┌──

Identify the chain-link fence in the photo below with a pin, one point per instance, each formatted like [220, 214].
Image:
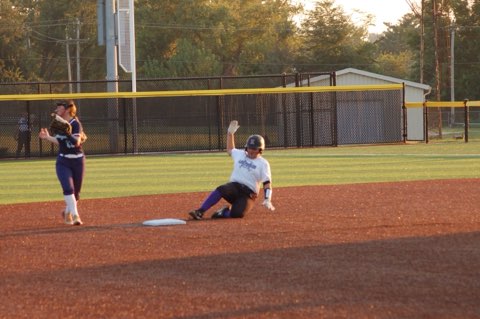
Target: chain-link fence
[187, 122]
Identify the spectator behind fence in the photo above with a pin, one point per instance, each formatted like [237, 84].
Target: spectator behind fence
[23, 136]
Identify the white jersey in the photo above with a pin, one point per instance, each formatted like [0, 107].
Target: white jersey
[249, 172]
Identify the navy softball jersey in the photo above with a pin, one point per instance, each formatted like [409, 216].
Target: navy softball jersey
[70, 165]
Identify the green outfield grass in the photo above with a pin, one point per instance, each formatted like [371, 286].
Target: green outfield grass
[117, 176]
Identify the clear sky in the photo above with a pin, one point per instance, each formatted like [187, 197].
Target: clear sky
[382, 10]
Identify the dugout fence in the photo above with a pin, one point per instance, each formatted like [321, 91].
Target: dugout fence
[450, 120]
[196, 120]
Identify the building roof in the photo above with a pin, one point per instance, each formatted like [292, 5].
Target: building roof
[385, 78]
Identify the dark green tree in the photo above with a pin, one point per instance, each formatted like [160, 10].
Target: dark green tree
[332, 41]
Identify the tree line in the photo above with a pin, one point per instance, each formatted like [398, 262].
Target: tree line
[43, 40]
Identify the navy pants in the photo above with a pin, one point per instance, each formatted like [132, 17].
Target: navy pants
[239, 196]
[70, 173]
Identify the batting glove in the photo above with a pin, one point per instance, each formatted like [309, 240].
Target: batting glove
[233, 127]
[268, 204]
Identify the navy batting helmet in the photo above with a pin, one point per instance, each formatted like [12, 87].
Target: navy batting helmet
[255, 141]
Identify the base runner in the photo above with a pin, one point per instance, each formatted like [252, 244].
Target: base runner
[250, 170]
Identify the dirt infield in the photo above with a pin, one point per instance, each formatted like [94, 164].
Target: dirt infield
[380, 250]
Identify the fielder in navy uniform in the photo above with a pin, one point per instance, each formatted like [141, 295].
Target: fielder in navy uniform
[70, 163]
[250, 170]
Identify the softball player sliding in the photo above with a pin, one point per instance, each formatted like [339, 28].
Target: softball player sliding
[250, 170]
[70, 163]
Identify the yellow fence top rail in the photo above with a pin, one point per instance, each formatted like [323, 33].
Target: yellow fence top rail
[217, 92]
[442, 104]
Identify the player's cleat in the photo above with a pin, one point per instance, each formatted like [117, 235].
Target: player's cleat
[220, 213]
[67, 217]
[196, 214]
[77, 221]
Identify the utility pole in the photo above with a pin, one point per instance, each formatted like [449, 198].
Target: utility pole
[452, 73]
[77, 24]
[437, 65]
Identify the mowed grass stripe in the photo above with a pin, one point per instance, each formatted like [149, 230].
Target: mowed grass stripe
[118, 176]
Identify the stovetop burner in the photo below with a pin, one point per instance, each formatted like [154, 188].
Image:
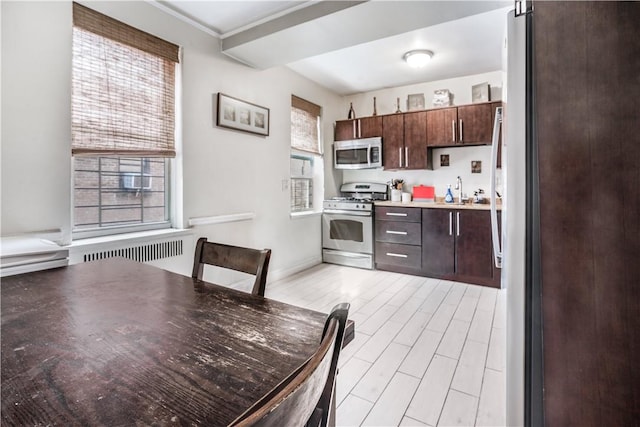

└──

Work request:
Output, from the data above, the lines from the line with "Identify the white" to the line with "Identify the fielder" exactly as they stand, both ends included and nothing else.

Problem solution:
Identify the white jersey in the photo above with a pin, one point per instance, each formatted like [0, 107].
Target: white jersey
[249, 172]
Identify the navy softball jersey in the photo above with a pin, one point per instance, each formatted like [409, 216].
Target: navy softball jersey
[70, 165]
Identify the green outfield grass in the photo above with a pin, one point per instance, each formatted like [371, 286].
Target: green outfield grass
[117, 176]
Identify the clear sky in the photo above with a pin, one point per instance, each formatted like [187, 197].
Target: clear sky
[382, 10]
Identify the dugout fence in the photo above with a pin, one point per instance, each formatted like [321, 91].
Target: dugout fence
[450, 120]
[196, 120]
Identify the building roof in the photo above with a pin, one point per instance, each formatted like [292, 5].
Target: building roof
[385, 78]
Identify the dark green tree in the photo above with a pin, one point per instance, each formatted like [160, 10].
Target: dark green tree
[332, 41]
Identify the tree line in the photo above with a pin, one point per instance, each formatted like [398, 262].
Target: tree line
[43, 40]
Identify the navy pants in the photo above with a pin, one point per instance, each formatted like [132, 17].
Target: navy pants
[239, 196]
[70, 173]
Identify the batting glove in the photo above with a pin, one point per instance, each formatted like [309, 240].
Target: batting glove
[233, 127]
[268, 204]
Identify the navy batting helmet in the photo above with a pin, one point per instance, each formatted like [12, 87].
Target: navy batting helmet
[255, 141]
Identify the base runner in the photo above with a pin, one point per instance, each formatted like [252, 244].
Target: base runner
[250, 170]
Identify the dirt infield in the photo above with a pin, one point per instance, each formatted like [94, 164].
Target: dirt infield
[380, 250]
Identify the fielder in navy uniform in the photo above with a pin, one point per instance, each formatted like [141, 295].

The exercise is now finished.